This week brings the latest updates on first quarter GDP figures ,Personal Consumption Expenditures(PCE) and housing market updates. Note that Federal Reserve officials will go silent on Saturday, April 22 with their blackout period lasting until after the FOMC meeting has concluded in May.

Monday: a quiet day as no major reports are due.

Tuesday: the release of New Home Sales and Consumer Confidence south of the border.

Wednesday: March Durable Goods orders which were down 1% in March. A rebound in orders could see more selling in the gold market.

Thursday’s U.S. GDP report at 8:30AM is a key indicator which will move markets and gold and silver prices. Consensus is for a lower increase of 1.8% which should be bullish for metal prices. Also out at 8:30AM is the Initial Jobless claims which are expected to increase slightly.

Friday: The release of Canadian GDP figures. This would ultimately weigh on the Bank of Canada rate policy. In the U.S., The PCE index will be released at 8:30AM and is the Fed’s preferred inflation gauge. The index is expected to be up 0.3% which is the same as last month, matching February’s. Any deviation from this number and there could be substantial movement either way in metals.

## GOALS
1. Using the weekly market preview, decide whether each statement agrees with it: (a) No major reports are due on Monday. (b) The PCE index is expected to rise 0.5%. (c) The U.S. GDP report comes out Thursday at 8:30AM. For each, answer yes or no and quote the deciding words.
2. According to the weekly market preview, on what date do Federal Reserve officials go silent?

[Shape annotation entries]
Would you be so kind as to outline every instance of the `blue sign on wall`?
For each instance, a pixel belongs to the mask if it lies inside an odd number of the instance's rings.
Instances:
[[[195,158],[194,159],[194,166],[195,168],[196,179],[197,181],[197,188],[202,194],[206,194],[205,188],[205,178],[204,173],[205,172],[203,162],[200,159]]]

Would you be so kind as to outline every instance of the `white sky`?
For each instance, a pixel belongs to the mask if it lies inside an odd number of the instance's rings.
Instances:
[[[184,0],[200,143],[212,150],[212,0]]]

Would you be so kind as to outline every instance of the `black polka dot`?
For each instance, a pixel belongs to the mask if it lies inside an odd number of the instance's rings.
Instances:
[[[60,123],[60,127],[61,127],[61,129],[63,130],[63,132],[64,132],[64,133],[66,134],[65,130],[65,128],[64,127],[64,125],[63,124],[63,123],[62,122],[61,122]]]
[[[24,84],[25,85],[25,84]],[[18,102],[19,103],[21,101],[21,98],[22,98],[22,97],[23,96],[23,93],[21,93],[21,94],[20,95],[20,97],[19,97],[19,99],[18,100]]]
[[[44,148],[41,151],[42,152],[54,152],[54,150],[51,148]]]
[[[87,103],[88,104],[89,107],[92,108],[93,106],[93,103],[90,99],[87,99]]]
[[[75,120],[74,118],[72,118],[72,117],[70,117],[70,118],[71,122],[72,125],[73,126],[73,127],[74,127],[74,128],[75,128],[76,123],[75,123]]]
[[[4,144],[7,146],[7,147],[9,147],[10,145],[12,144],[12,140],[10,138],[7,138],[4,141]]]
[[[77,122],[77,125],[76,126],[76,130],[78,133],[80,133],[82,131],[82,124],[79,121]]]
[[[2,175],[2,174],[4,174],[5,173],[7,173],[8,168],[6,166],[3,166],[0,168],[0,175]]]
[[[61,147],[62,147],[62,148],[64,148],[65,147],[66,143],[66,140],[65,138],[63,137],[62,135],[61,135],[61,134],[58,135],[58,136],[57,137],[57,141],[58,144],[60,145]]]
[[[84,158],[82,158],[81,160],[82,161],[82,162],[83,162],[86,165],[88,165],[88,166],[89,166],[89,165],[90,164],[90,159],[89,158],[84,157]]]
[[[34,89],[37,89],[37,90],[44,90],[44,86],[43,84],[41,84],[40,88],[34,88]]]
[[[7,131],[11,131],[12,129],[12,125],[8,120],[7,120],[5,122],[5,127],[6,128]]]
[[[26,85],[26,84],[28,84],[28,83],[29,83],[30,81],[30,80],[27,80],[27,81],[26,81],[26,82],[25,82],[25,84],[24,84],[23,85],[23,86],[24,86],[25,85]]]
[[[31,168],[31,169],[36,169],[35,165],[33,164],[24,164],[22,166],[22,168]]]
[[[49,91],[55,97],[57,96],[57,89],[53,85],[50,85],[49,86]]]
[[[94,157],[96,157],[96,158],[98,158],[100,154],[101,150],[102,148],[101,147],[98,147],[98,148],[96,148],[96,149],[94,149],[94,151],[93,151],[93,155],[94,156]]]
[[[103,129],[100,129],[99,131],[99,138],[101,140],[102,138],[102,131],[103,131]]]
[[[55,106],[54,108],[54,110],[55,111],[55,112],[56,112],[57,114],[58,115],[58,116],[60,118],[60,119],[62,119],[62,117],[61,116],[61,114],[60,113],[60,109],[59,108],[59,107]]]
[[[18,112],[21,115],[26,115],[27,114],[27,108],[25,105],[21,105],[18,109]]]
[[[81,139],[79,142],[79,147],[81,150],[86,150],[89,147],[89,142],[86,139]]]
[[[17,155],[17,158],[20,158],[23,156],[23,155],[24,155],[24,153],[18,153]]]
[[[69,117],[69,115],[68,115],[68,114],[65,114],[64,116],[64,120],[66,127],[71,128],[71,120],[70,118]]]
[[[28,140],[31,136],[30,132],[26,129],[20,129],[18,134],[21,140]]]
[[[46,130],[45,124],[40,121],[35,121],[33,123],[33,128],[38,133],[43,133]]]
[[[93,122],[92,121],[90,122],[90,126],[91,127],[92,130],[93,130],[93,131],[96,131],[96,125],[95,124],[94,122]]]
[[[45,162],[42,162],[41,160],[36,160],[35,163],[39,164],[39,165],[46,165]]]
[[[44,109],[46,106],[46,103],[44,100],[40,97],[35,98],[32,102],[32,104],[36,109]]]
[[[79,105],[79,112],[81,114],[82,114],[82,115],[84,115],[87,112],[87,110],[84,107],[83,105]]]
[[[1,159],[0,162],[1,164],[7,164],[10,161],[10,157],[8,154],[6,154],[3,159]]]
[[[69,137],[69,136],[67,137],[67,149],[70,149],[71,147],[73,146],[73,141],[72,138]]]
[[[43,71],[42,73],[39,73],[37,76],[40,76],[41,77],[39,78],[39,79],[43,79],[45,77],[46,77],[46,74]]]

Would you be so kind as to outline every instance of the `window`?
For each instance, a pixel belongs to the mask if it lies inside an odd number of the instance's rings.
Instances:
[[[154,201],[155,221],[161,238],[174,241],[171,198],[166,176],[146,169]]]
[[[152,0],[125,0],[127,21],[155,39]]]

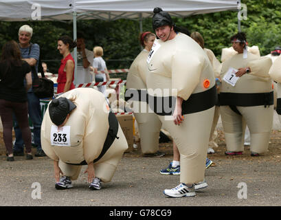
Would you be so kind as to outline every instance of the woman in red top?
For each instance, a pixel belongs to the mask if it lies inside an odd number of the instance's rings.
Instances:
[[[74,80],[74,60],[70,54],[71,49],[76,47],[76,42],[68,36],[62,36],[58,40],[58,50],[63,56],[58,69],[57,93],[66,92],[75,88]]]

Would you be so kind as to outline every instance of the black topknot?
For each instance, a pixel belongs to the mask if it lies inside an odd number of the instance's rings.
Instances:
[[[163,11],[163,10],[161,8],[159,8],[159,7],[156,7],[156,8],[155,8],[153,9],[153,13],[154,14],[157,14],[157,13],[159,13],[159,12],[162,12],[162,11]]]
[[[53,105],[54,105],[54,107],[58,106],[58,103],[59,103],[58,100],[56,98],[54,99],[53,101],[52,101],[52,102],[53,102]]]

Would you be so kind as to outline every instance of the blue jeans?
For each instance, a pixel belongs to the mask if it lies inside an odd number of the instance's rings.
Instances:
[[[42,150],[41,147],[41,108],[40,106],[40,100],[35,96],[33,92],[27,93],[28,102],[28,115],[33,124],[33,134],[34,138],[34,144],[37,148],[37,151]],[[16,136],[16,142],[14,143],[14,151],[23,151],[23,140],[21,135],[21,129],[19,129],[18,122],[14,115],[14,130]]]

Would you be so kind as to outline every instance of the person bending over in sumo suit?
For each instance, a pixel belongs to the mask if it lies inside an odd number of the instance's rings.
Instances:
[[[42,148],[54,160],[56,188],[72,188],[88,165],[89,188],[109,182],[128,144],[104,96],[91,88],[69,91],[53,100],[41,127]],[[60,179],[60,174],[63,175]]]
[[[142,33],[140,42],[144,49],[137,55],[128,70],[125,100],[133,105],[134,116],[139,131],[142,153],[144,156],[161,157],[159,139],[161,123],[158,116],[149,111],[146,103],[146,58],[155,40],[150,32]]]
[[[240,155],[243,131],[248,125],[251,155],[267,151],[273,122],[273,91],[269,70],[271,60],[247,50],[246,35],[231,38],[238,54],[223,63],[219,103],[227,146],[226,155]]]
[[[180,153],[180,184],[164,190],[171,197],[195,196],[204,180],[207,149],[216,101],[212,65],[199,45],[177,32],[170,14],[153,12],[155,40],[147,59],[148,105]]]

## OUTPUTS
1.
(a) Yes: "a quiet day as no major reports are due."
(b) No: "The index is expected to be up 0.3%"
(c) Yes: "Thursday’s U.S. GDP report at 8:30AM"

2. Saturday, April 22.